What you should do:
Swap "top-left" for "upper-left" everywhere it appears in the lines below, leaving everything else untouched. Do not include the picture in your answer.

[Extracted data entries]

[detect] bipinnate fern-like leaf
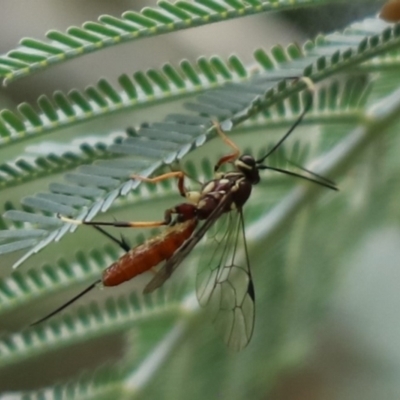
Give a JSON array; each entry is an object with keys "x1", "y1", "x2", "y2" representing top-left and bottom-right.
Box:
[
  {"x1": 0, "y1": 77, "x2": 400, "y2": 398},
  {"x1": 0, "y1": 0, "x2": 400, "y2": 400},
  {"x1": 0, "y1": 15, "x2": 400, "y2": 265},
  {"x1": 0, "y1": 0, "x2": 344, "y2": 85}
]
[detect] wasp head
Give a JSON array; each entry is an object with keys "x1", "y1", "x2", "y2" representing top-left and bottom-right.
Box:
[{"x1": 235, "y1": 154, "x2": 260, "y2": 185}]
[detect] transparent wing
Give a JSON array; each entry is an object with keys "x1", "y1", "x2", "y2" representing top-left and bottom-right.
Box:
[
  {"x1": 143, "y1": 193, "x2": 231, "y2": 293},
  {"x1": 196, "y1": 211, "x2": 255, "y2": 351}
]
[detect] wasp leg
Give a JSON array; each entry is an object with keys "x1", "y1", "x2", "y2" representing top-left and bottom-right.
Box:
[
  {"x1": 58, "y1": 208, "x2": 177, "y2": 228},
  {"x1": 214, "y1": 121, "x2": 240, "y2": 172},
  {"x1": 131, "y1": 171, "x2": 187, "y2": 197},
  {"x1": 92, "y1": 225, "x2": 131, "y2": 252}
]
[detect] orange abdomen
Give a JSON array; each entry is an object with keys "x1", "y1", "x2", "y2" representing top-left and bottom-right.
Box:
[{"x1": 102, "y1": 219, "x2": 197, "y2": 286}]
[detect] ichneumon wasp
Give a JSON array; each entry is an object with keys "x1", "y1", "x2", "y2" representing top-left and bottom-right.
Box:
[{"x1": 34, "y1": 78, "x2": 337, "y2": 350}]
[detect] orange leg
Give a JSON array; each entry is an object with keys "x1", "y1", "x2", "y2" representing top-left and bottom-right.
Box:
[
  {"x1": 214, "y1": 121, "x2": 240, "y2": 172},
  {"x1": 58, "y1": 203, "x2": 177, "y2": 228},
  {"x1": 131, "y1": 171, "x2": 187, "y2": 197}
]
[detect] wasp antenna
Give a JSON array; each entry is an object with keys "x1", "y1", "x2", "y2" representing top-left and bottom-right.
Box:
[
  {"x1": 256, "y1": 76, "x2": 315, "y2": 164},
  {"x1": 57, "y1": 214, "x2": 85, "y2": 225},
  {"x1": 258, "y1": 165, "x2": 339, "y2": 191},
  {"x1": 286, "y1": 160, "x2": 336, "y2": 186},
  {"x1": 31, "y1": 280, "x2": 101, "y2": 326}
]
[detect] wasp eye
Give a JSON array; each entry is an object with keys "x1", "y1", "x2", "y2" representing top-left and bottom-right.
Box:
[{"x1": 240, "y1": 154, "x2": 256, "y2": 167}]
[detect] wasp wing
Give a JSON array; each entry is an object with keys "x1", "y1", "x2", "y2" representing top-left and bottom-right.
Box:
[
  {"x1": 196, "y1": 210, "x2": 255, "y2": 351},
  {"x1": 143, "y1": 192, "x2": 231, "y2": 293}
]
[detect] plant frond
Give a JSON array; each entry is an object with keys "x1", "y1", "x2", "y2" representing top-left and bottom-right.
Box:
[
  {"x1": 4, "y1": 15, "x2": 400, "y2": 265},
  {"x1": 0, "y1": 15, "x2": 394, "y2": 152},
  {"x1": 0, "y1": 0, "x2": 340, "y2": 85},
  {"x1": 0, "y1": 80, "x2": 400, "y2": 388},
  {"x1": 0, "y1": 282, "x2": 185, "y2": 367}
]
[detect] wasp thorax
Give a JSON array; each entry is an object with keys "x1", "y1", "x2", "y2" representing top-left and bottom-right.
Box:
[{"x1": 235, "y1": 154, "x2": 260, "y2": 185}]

Written solution:
[detect] bipinnate fern-like leaf
Give a JSON array; each entry is an object with keys "x1", "y1", "x2", "y2" representing upper-left and bottom-right.
Box:
[
  {"x1": 0, "y1": 77, "x2": 400, "y2": 398},
  {"x1": 0, "y1": 0, "x2": 400, "y2": 400},
  {"x1": 0, "y1": 15, "x2": 400, "y2": 265},
  {"x1": 0, "y1": 0, "x2": 344, "y2": 85}
]
[detect] wasp head
Give a JSON array; each entry is an object with keys "x1", "y1", "x2", "y2" representing upper-left and bottom-right.
Box:
[{"x1": 235, "y1": 154, "x2": 260, "y2": 185}]
[detect] transparent wing
Give a JSON array; each entry is an object with keys "x1", "y1", "x2", "y2" representing upper-left and bottom-right.
Box:
[
  {"x1": 143, "y1": 193, "x2": 231, "y2": 293},
  {"x1": 196, "y1": 211, "x2": 255, "y2": 351}
]
[detect] wasp leg
Give a JSON array; each entry is an object with keys "x1", "y1", "x2", "y2" representing upper-left and bottom-right.
Box:
[
  {"x1": 58, "y1": 208, "x2": 177, "y2": 228},
  {"x1": 214, "y1": 121, "x2": 240, "y2": 172},
  {"x1": 131, "y1": 171, "x2": 187, "y2": 197},
  {"x1": 92, "y1": 225, "x2": 131, "y2": 252}
]
[detect] orange abdomen
Give a JSON array; each entry is an object with keys "x1", "y1", "x2", "y2" representing upper-left and bottom-right.
Box:
[{"x1": 102, "y1": 219, "x2": 197, "y2": 286}]
[detect] ichneumon wasp
Give a JSON array; each entry is an object with keys "x1", "y1", "x2", "y2" representing upper-left and bottom-right.
Box:
[{"x1": 34, "y1": 78, "x2": 337, "y2": 350}]
[detect] orange leg
Give a JSON array; each entry is an object with keys "x1", "y1", "x2", "y2" representing upper-left and bottom-right.
Box:
[
  {"x1": 214, "y1": 121, "x2": 240, "y2": 172},
  {"x1": 58, "y1": 203, "x2": 177, "y2": 228},
  {"x1": 131, "y1": 171, "x2": 187, "y2": 197}
]
[detect] wasp antenna
Give a JSON array; each entry is an object with keys "x1", "y1", "x2", "y2" representing upper-left and bottom-right.
Box:
[
  {"x1": 256, "y1": 76, "x2": 315, "y2": 164},
  {"x1": 57, "y1": 214, "x2": 85, "y2": 225},
  {"x1": 258, "y1": 165, "x2": 339, "y2": 191},
  {"x1": 286, "y1": 160, "x2": 336, "y2": 186},
  {"x1": 31, "y1": 280, "x2": 101, "y2": 326}
]
[detect] wasp eye
Give a JSON array; each entry is an object with keys "x1", "y1", "x2", "y2" representing upper-left and bottom-right.
Box:
[{"x1": 240, "y1": 154, "x2": 256, "y2": 167}]
[detect] wasp wing
Give a JSON array; each entry is an object with keys "x1", "y1", "x2", "y2" representing upper-left and bottom-right.
Box:
[
  {"x1": 196, "y1": 210, "x2": 255, "y2": 351},
  {"x1": 143, "y1": 192, "x2": 231, "y2": 293}
]
[detect] plant frond
Give a JSON array; each entry is an object with keys "x1", "y1", "x2", "y2" representing upper-left and bottom-right.
Box:
[
  {"x1": 4, "y1": 15, "x2": 400, "y2": 265},
  {"x1": 0, "y1": 15, "x2": 394, "y2": 152},
  {"x1": 0, "y1": 0, "x2": 340, "y2": 85},
  {"x1": 0, "y1": 80, "x2": 400, "y2": 388},
  {"x1": 0, "y1": 282, "x2": 185, "y2": 367}
]
[detect] wasp thorax
Give a JSON array; each entry is an object with keys "x1", "y1", "x2", "y2" representing upper-left and bottom-right.
Box:
[{"x1": 235, "y1": 154, "x2": 260, "y2": 185}]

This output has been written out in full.